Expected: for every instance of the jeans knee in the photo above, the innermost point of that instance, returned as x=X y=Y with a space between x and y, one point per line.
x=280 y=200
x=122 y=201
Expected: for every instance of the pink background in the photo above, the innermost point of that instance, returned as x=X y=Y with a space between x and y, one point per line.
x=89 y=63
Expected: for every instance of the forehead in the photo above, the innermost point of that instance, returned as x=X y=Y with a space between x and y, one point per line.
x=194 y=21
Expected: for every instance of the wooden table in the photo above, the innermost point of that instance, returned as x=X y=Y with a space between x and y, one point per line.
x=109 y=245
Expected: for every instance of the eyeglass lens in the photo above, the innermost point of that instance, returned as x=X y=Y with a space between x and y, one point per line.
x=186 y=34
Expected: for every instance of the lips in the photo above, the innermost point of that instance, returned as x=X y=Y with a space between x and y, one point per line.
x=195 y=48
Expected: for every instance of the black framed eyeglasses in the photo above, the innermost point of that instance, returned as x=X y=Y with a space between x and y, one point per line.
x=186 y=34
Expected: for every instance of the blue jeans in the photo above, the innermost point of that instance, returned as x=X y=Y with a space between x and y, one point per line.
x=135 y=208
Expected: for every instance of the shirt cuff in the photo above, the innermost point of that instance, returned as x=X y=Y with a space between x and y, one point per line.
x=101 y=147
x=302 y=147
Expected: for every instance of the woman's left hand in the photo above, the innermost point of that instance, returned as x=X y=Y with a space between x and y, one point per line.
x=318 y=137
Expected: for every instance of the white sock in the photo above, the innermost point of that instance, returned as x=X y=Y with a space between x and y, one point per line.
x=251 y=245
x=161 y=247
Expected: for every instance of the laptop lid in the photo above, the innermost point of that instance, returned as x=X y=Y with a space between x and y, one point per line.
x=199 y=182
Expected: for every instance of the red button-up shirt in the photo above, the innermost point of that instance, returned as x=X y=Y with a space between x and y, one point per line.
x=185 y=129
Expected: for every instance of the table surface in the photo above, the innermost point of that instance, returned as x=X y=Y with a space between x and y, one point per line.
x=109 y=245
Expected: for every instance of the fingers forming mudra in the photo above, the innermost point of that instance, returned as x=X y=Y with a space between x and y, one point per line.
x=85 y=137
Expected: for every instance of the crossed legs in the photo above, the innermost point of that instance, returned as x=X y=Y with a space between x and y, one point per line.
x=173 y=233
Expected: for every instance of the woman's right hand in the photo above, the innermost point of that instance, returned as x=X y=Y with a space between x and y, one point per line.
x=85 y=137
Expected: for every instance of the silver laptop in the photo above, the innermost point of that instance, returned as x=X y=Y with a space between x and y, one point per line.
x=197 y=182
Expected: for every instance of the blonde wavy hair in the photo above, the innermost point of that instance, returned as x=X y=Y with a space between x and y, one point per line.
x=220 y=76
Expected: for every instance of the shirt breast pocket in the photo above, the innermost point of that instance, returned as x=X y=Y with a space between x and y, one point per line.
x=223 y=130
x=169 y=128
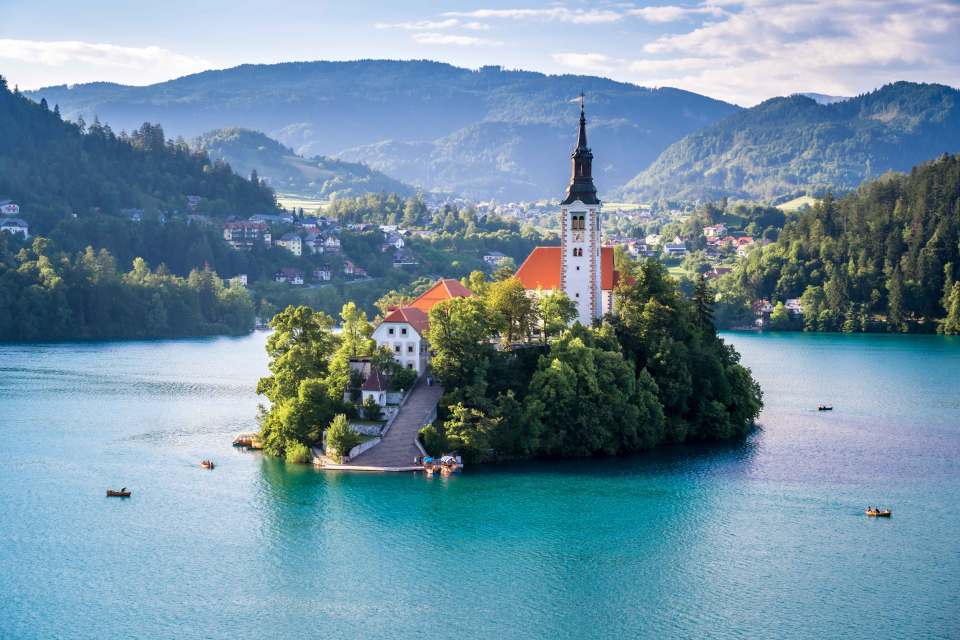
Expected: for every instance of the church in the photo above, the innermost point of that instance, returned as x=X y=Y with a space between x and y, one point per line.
x=580 y=267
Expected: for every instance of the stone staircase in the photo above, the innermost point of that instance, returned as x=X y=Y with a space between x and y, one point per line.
x=397 y=449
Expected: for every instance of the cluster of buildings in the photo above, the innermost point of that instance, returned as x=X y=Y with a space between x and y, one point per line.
x=719 y=238
x=10 y=222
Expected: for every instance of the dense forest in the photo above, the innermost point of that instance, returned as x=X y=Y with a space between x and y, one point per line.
x=249 y=152
x=55 y=169
x=794 y=145
x=885 y=258
x=520 y=383
x=47 y=294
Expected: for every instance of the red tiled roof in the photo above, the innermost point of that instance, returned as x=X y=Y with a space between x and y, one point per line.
x=374 y=381
x=444 y=289
x=416 y=318
x=541 y=269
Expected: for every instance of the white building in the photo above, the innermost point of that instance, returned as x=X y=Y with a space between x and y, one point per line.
x=494 y=258
x=292 y=243
x=675 y=249
x=15 y=226
x=404 y=330
x=374 y=387
x=580 y=266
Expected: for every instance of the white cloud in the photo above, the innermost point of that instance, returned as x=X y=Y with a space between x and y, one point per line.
x=420 y=25
x=562 y=14
x=428 y=37
x=589 y=62
x=671 y=13
x=75 y=61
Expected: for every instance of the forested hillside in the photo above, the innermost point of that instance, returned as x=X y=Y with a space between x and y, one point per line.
x=53 y=168
x=791 y=145
x=46 y=294
x=320 y=177
x=886 y=257
x=519 y=124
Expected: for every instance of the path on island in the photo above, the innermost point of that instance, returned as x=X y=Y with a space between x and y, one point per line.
x=398 y=448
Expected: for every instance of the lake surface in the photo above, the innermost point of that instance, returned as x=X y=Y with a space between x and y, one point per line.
x=760 y=539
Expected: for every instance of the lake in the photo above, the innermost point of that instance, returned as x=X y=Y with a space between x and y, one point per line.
x=758 y=539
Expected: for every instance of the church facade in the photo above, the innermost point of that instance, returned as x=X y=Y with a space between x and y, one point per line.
x=581 y=267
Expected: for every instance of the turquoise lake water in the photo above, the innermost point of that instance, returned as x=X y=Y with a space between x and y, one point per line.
x=760 y=539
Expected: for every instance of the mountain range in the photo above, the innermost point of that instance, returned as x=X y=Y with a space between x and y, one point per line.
x=796 y=145
x=495 y=133
x=318 y=177
x=484 y=133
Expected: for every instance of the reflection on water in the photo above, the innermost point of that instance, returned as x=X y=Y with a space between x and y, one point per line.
x=760 y=538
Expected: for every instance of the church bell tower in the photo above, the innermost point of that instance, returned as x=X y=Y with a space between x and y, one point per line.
x=580 y=276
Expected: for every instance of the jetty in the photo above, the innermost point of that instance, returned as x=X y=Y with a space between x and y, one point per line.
x=399 y=447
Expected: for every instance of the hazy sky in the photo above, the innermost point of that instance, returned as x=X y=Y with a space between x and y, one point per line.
x=738 y=50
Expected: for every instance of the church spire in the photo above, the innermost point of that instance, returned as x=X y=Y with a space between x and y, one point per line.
x=581 y=182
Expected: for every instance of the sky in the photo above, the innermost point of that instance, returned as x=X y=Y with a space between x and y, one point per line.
x=741 y=51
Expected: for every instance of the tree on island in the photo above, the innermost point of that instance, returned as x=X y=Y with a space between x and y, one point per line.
x=304 y=396
x=655 y=372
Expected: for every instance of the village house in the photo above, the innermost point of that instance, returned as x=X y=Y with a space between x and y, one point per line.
x=403 y=258
x=404 y=329
x=289 y=275
x=494 y=258
x=271 y=218
x=638 y=249
x=351 y=269
x=331 y=244
x=243 y=234
x=675 y=249
x=15 y=226
x=715 y=231
x=292 y=243
x=716 y=272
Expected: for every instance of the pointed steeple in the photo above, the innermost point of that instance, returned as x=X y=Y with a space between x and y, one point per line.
x=581 y=182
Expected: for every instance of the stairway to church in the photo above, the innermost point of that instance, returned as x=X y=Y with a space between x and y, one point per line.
x=397 y=449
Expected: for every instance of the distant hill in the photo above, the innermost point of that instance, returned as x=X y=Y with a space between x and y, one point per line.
x=822 y=98
x=53 y=168
x=489 y=133
x=318 y=177
x=790 y=145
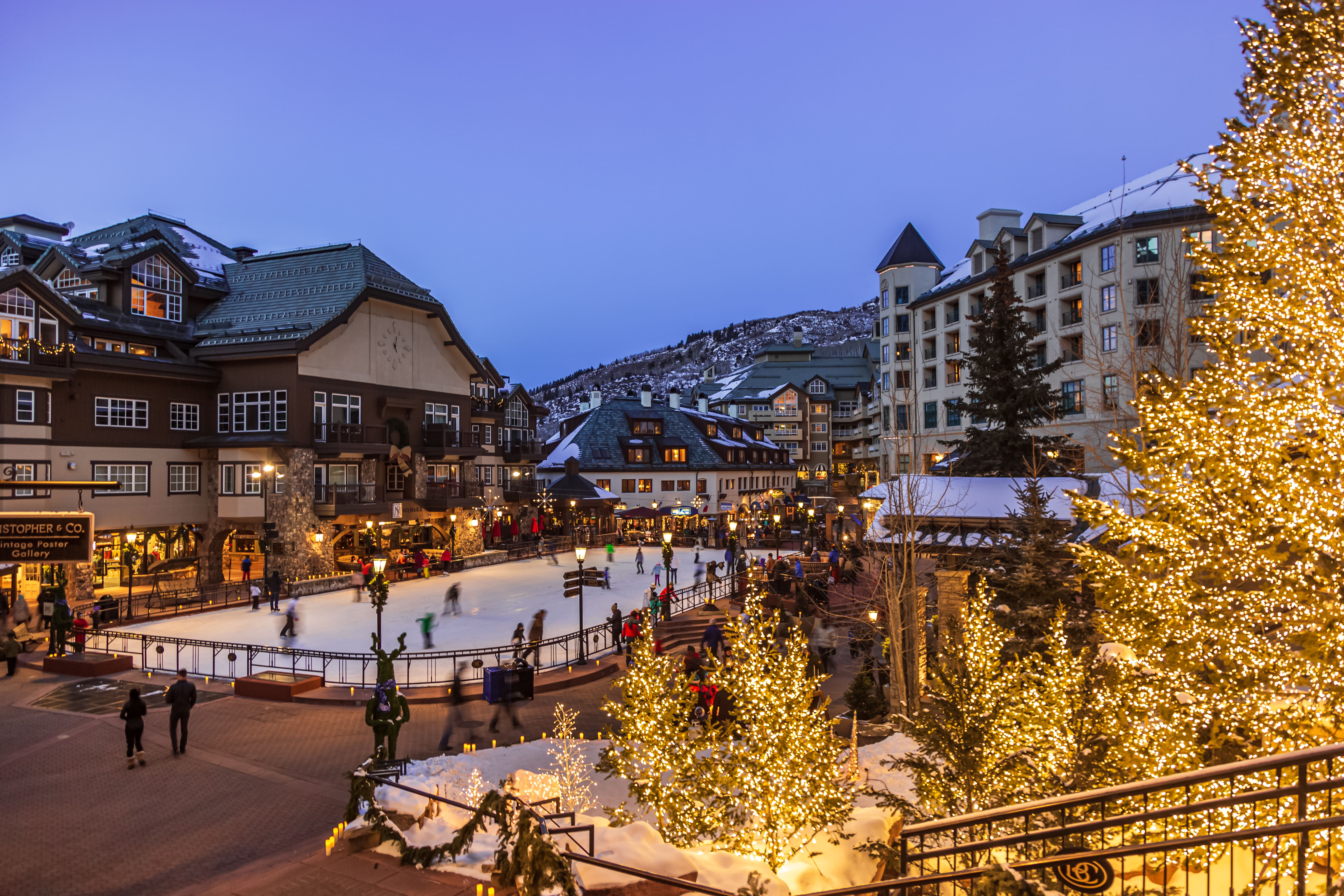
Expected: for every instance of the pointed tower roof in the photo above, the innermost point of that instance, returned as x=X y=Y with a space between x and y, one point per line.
x=909 y=249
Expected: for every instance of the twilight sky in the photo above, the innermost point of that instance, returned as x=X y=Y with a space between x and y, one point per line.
x=582 y=180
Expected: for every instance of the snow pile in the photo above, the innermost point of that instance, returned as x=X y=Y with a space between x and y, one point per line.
x=819 y=866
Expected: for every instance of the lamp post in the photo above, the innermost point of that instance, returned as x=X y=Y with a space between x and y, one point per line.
x=378 y=593
x=580 y=553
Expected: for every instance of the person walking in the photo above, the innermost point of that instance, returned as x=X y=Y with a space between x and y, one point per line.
x=134 y=714
x=455 y=708
x=427 y=624
x=615 y=628
x=182 y=698
x=713 y=637
x=11 y=648
x=291 y=617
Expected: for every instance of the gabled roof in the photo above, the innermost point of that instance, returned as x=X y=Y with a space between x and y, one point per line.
x=909 y=249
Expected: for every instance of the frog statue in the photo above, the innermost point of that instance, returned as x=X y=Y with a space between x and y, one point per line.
x=386 y=711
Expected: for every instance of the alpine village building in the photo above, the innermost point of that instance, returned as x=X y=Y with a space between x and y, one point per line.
x=1107 y=287
x=302 y=408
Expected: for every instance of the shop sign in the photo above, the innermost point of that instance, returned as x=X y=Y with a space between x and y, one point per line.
x=46 y=538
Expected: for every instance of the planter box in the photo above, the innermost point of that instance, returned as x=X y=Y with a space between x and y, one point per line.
x=276 y=686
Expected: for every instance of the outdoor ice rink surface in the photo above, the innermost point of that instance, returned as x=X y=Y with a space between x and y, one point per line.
x=494 y=601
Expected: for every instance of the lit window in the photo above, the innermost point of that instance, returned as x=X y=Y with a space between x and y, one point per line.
x=155 y=289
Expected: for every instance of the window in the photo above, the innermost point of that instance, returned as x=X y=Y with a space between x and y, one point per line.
x=1072 y=312
x=1146 y=250
x=155 y=289
x=1147 y=291
x=1072 y=397
x=346 y=409
x=1150 y=334
x=1108 y=299
x=183 y=479
x=183 y=417
x=121 y=412
x=252 y=479
x=134 y=477
x=1072 y=348
x=252 y=412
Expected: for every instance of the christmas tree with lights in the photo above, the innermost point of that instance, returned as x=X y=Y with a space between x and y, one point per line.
x=1226 y=586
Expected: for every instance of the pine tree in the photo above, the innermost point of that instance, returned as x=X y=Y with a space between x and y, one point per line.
x=1006 y=390
x=1033 y=573
x=1226 y=588
x=971 y=750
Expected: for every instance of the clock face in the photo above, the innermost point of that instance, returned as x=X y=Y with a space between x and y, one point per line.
x=396 y=344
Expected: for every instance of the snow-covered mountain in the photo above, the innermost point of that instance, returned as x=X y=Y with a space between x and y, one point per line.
x=683 y=365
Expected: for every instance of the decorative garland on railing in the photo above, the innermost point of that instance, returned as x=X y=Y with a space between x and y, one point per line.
x=526 y=856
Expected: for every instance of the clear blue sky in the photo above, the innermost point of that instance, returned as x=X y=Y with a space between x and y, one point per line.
x=581 y=180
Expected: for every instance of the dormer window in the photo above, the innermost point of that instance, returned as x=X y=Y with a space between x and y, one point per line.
x=157 y=289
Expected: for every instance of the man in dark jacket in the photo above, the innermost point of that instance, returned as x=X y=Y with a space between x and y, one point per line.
x=181 y=698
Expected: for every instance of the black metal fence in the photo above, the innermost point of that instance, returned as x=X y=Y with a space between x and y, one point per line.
x=1256 y=827
x=224 y=660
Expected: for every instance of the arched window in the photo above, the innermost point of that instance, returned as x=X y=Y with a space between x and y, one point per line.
x=157 y=289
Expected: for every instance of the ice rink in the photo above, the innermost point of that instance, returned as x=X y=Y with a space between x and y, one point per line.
x=494 y=601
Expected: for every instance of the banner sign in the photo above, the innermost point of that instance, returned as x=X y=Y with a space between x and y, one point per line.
x=46 y=538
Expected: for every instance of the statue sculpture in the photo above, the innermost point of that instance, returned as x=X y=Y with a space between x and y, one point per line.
x=388 y=710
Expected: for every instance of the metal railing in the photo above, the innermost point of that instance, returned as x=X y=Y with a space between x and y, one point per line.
x=1253 y=827
x=228 y=660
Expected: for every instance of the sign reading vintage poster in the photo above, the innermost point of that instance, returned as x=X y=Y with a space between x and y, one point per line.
x=46 y=538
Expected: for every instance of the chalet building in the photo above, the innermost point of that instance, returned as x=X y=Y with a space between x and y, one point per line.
x=1107 y=285
x=656 y=453
x=304 y=406
x=816 y=404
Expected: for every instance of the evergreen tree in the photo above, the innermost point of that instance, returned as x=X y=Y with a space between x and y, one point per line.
x=1006 y=392
x=1033 y=573
x=1226 y=588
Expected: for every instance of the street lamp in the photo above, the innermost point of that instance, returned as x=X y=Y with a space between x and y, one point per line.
x=580 y=553
x=378 y=593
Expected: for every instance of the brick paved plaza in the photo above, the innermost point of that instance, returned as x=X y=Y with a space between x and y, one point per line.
x=244 y=812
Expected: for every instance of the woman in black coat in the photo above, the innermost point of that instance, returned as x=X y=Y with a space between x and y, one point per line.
x=134 y=712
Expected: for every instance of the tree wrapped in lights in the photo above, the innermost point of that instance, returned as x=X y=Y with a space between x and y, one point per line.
x=569 y=765
x=1228 y=584
x=787 y=784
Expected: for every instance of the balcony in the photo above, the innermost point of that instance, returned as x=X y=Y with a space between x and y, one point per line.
x=441 y=495
x=335 y=500
x=358 y=436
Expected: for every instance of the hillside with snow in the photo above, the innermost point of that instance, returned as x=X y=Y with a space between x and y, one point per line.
x=682 y=366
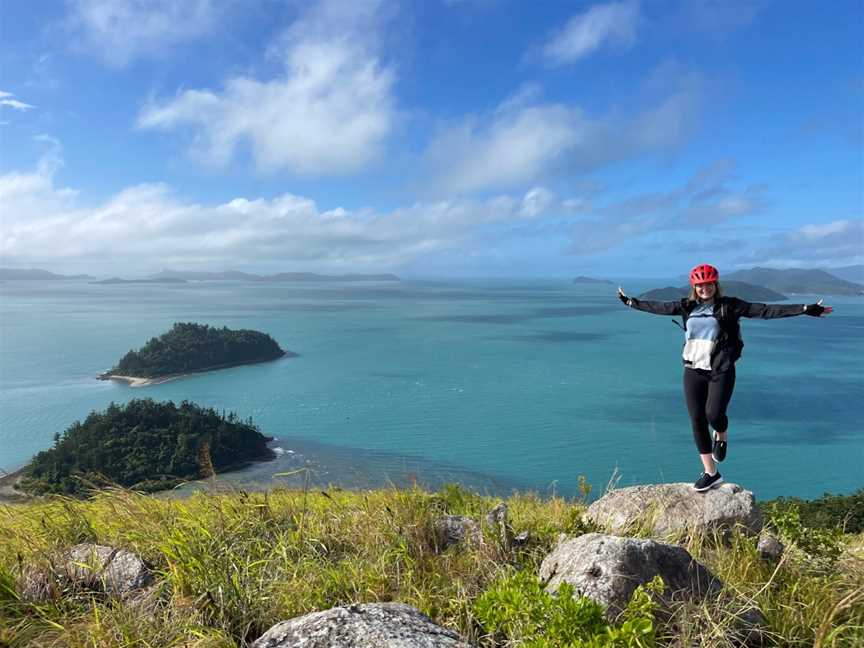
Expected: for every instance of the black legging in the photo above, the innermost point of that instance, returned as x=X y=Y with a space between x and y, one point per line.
x=707 y=395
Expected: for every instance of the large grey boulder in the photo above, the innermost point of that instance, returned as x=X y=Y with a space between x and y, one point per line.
x=116 y=572
x=373 y=625
x=676 y=510
x=608 y=569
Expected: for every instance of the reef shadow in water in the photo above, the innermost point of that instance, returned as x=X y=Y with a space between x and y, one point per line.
x=554 y=337
x=518 y=318
x=301 y=463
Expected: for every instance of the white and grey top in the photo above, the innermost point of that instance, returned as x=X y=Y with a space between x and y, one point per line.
x=700 y=337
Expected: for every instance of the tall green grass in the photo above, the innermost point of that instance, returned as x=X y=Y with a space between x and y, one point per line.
x=231 y=565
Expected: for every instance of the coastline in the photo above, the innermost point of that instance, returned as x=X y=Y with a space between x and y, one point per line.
x=141 y=381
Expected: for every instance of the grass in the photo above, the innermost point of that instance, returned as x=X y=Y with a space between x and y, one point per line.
x=229 y=566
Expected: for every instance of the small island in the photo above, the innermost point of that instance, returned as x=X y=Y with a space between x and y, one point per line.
x=740 y=289
x=193 y=348
x=144 y=445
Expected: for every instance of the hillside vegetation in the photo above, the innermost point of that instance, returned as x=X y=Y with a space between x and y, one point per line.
x=145 y=445
x=190 y=347
x=230 y=566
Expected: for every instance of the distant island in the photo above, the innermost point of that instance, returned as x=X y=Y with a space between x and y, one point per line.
x=233 y=275
x=143 y=445
x=33 y=274
x=193 y=348
x=591 y=280
x=740 y=289
x=118 y=280
x=853 y=273
x=796 y=280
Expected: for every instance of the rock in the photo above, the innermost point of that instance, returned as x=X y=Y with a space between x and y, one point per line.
x=115 y=572
x=608 y=569
x=497 y=519
x=456 y=529
x=675 y=510
x=769 y=547
x=35 y=586
x=373 y=625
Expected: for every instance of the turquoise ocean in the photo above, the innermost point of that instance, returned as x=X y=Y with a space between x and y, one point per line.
x=496 y=384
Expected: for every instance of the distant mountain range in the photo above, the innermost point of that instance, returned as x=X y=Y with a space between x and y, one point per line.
x=35 y=273
x=796 y=280
x=740 y=289
x=849 y=273
x=118 y=280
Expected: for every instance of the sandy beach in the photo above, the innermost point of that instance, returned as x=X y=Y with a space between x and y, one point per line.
x=137 y=381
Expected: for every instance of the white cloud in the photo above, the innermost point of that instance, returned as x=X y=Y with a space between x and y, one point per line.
x=121 y=31
x=7 y=99
x=829 y=244
x=149 y=226
x=707 y=200
x=328 y=111
x=525 y=139
x=607 y=25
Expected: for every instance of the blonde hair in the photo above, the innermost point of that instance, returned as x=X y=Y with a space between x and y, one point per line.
x=718 y=292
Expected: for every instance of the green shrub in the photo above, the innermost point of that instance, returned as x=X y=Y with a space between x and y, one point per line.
x=821 y=544
x=829 y=511
x=518 y=609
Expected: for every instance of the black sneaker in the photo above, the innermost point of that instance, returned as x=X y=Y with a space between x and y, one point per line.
x=719 y=450
x=707 y=482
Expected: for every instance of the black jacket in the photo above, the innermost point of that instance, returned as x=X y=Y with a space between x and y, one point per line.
x=727 y=310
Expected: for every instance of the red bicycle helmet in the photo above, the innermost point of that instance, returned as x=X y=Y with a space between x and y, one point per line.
x=703 y=274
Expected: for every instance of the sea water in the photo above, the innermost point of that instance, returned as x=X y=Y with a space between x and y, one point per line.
x=496 y=384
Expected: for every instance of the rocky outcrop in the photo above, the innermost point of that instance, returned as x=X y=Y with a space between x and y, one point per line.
x=456 y=529
x=115 y=572
x=674 y=510
x=497 y=519
x=374 y=625
x=608 y=569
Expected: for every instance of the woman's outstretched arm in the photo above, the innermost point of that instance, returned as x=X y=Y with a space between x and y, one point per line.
x=658 y=308
x=775 y=311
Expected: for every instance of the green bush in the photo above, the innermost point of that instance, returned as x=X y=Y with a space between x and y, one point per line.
x=518 y=609
x=829 y=511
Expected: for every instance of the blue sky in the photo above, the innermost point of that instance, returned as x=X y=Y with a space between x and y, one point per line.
x=435 y=138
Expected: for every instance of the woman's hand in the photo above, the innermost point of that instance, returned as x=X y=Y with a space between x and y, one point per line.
x=624 y=298
x=817 y=309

EXERCISE:
Nothing from before the line containing "Expected: for every instance of the woman's hand" should appear; copy that line and each one after it through the last line of the entries, exactly.

SOLUTION FOR THIS EXERCISE:
Expected: for every instance of the woman's hand in the photo above, the innermost point of that instance, returned as x=X y=Y with a space between x and y, one point per line.
x=624 y=298
x=817 y=309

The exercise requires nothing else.